• **Extrait du document**
^^^^^^^^^^^^^^^^

Le changement de production est en tout cas flagrant dès le premier morceau On The Air. Bien que musicalement assez proche de Slowburn sur l’album précédent, à savoir un rock post-punkisant alliant riffs musclés et sintés rêveurs, le son plus sec et moins gonflé change assez nettement la perception, le rendant à la fois plus percutant et plus futuriste, sans parler de la voix de Gabriel qui se fait plus écorché que jamais. Sans être devenu un classique, ce titre met clairement un pied dans les années 80 et marque une étape décisive dans l’émancipation artistique du chanteur. Autre moment fort de l’album, Exposure est aussi de loin le morceau le plus frippesque. Seul titre co-écrit avec Fripp, il voit Gabriel s’illustrer dans un registre expérimental particulièrement avant-gardiste, bien soutenu par les boucles de Frippertronics imprimant une ambiance des plus ipnotiques, un vrai bijou qui là encore ouvre des portes pour l’avenir. À noter d’ailleurs que ce morceau figurera également sur le futur album solo de Fripp, justement batisé Exposure, bien que le chant de Gabriel sera remplacé par celui de Terre Roche. Mais s’il ne fallait retenir qu’un seul morceau de ce segond album solo, ce serait sans hésiter l’extraordinaire White Shadow! Que ce soit la voix murmurée de Gabriel, les mélodies envoutantes aussi bien des claviers que de la steel guitar, ou cet équilibre parfait entre le feutré de l’ère Genesis et le côté plus expérimental et avant-gardiste qui caractérisera les albums suivants, tout est sublime, à en regretter que ce morceau n’ait pas reçu plus de reconnaissance. Le reste du disque, en plus de montrer bien plus de cohésion sur Peter Gabriel 1, offre également de belles réussites, comme le duo piano-voix Mother Of Violence (avec Roy Bittan du E Street Band de Springsteen, s’il vous plait!) frissonant de beauté, le plus déluré et reggae-isant A Wonderful Day In A One-Day World, ou encore le très entrainant DIY, seul single issu du disque, où le Chapman stick de Tony Levin imprime un groove imparable. De façon générale, la production très sèche donne une autenticité et un mordant à chaque morceau dont manquait parfois le précédent album, bien que cette approche n’ait pas été du gout de tout le monde.

^^^^^^^^^^^^^^^^

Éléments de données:
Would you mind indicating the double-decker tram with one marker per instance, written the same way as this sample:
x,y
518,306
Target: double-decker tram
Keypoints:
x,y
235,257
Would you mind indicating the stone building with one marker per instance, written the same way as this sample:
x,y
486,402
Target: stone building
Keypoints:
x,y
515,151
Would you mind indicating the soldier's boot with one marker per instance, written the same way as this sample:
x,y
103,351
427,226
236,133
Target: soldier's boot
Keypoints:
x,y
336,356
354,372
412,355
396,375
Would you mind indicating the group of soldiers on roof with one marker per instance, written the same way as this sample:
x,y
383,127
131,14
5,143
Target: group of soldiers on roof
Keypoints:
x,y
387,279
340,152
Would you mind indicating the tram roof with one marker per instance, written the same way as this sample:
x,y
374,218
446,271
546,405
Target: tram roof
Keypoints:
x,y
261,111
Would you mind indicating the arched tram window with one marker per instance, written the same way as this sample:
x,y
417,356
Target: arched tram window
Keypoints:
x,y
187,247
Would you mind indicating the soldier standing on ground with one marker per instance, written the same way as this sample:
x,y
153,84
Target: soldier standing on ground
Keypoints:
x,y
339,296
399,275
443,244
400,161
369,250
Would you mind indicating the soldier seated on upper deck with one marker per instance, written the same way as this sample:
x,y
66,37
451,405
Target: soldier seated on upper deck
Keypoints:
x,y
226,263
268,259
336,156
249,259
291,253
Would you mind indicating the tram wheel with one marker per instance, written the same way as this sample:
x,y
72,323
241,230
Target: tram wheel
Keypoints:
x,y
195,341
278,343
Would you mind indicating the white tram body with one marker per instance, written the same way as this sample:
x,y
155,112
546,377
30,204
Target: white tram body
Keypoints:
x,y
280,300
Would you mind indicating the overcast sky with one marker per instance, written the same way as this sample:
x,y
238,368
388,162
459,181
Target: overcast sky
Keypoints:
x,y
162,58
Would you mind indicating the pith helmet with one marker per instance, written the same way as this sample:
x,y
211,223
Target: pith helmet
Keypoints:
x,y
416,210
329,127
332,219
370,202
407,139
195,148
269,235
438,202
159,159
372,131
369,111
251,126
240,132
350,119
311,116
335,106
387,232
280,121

^^^^^^^^^^^^^^^^

• **Problème**
Pouvez-vous poursuivre la critique du deuxième album solo de Peter Gabriel à partir de sa dernière phrase ?

• **Réponse rédigée**
Musicalement moins éparpillé que son prédécesseur, Peter Gabriel 2 en développe les aspects les plus rock tout en ouvrant la voie à des sonorités plus expérimentales et modernes qui se révèleront décisives dans la trajectoire du chanteur. S’il manque encore les influences africaines et les ritmiques plus martiales qui caractériseront les disques à venir, la page Genesis est cette fois définitivement tournée et Gabriel sait de plus en plus où il veut aller. Par ailleurs, son talent à la fois de chanteur et de compositeur fait de ce « Scratch » une expérience musicale unique, singulière, et au final séduisante en plus de son intérêt historique.

Quelque peu mis de côté depuis sa sortie, ce qui s’illustre notamment par la rareté de ses morceaux dans les compilations futures, Peter Gabriel 2 aurait pourtant mérité plus de reconnaissance. Son statut d’album de transition, coincé entre les tubes incontournables de Peter Gabriel 1 et 3, ainsi que son côté parfois un peu rèche, y sont sans doute pour beaucoup, mais il reste néanmoins que Peter Gabriel n’aurait pas eu la carrière qu’il a eu sans passer par cette étape décisive. La tournée qui suivra la sortie de l’album pointera d’ailleurs encore plus nettement vers l’avenir en laissant la part belle aux expérimentations sonores, en plus d’inclure dans la setlist ce qui deviendra l’un des meilleurs morceaus de toute la discografie solo de Peter Gabriel, le très martial I Don’t Remember et sa ligne de Chapman stick de légende, écrit durant l’été 1978, et dont la version studio ne paraitra que sur l’album suivant, l’incontournable Peter Gabriel 3 de 1980.